Your task :: Every entry here needs to be repeated exactly.

§

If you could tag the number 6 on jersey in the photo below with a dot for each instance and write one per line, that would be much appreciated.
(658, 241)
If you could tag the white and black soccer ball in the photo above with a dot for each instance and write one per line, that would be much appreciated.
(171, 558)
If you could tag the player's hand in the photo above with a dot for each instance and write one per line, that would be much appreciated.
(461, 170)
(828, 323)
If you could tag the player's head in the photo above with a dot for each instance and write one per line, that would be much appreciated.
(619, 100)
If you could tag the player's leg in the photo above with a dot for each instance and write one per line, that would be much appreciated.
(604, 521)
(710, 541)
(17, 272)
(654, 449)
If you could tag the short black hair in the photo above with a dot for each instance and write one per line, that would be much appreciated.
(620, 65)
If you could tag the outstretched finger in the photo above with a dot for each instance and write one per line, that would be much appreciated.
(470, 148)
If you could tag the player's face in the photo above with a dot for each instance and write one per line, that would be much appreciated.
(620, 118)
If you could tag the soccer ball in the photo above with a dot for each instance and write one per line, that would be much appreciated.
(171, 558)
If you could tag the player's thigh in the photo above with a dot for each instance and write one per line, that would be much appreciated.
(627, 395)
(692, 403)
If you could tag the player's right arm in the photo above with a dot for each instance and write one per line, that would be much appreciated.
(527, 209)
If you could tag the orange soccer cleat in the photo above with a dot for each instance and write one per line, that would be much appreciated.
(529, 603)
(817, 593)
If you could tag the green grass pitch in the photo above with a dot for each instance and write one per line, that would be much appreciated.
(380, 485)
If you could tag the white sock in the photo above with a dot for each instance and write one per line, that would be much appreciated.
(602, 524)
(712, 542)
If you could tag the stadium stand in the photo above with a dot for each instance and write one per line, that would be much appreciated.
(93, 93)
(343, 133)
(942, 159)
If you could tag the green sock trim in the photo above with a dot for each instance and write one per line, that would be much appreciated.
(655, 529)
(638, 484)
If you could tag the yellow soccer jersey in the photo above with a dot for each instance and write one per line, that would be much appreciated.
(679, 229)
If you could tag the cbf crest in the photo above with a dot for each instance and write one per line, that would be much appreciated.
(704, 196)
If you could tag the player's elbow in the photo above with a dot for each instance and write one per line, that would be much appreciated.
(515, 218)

§

Result ::
If you could tag the number 6 on jersey in the photo below with a dot for each instance and write one per line, that would be much appreciated.
(658, 241)
If you could tag the white and black soccer ball in the photo above with a dot for each instance and write one per line, that would be much appreciated.
(171, 558)
If you could tag the player's hand in the photo above with a dot for each instance and write one per line, that would be much appreciated.
(461, 170)
(828, 323)
If you could tag the player's head in the photo above with a dot for each instance and write one per line, that would be much appreciated.
(619, 100)
If you could tag the player's leg in the photo above with a dot for each instance and write one per line, that would be much appreciated.
(604, 521)
(710, 541)
(17, 272)
(654, 449)
If you could tag the short black hair in the photo above with a dot for each instance and write one per line, that would be much appreciated.
(620, 65)
If you could tag the outstretched finger in the photo above with a dot for each instance and write one per line, that would be much appreciated.
(470, 148)
If you could tag the player's face in the photo above with a dot for each instance and write one per line, that would be much appreciated.
(620, 118)
If you could tag the soccer ball in the photo above with a dot for each instance and write one per line, that would be much appreciated.
(171, 558)
If you could tag the player's thigh in the photo above with a dot for each instance and write one per line, that would be much appreciated.
(627, 395)
(692, 403)
If you could tag the player's right arm in the photo above with a dot for each instance and write one per line, that would be much appreciated.
(527, 209)
If you could tag the orange soccer cleat in the photo above with a dot for each instance and write one per line, that would be much appreciated.
(529, 603)
(817, 593)
If you could tag the green grass pitch in the photo above with a dot for each instance and write one per line, that would be much appreciated.
(380, 485)
If you could tag the white sock in the photo above with a dot for each instance and write one per line, that would be much appreciated.
(602, 524)
(712, 542)
If you could tag the stadium stand in the photo above with a dot for each instance and write one per line, that would be much appreciated.
(93, 93)
(343, 133)
(942, 159)
If you could tag the green sock trim in the photo above with a dot for each instance and write one per line, that would be much appreciated.
(655, 529)
(638, 484)
If you could tag the yellow soccer jersey in the photo above with a dot for each instance and write one per line, that would be much appreciated.
(679, 229)
If you could tag the cbf crest in the photo above with a dot for each instance and write one per line, that would be much appreciated.
(704, 196)
If you could tag the player's elbow in the photo above with a dot for each instance and write one per line, that would be much appreciated.
(515, 218)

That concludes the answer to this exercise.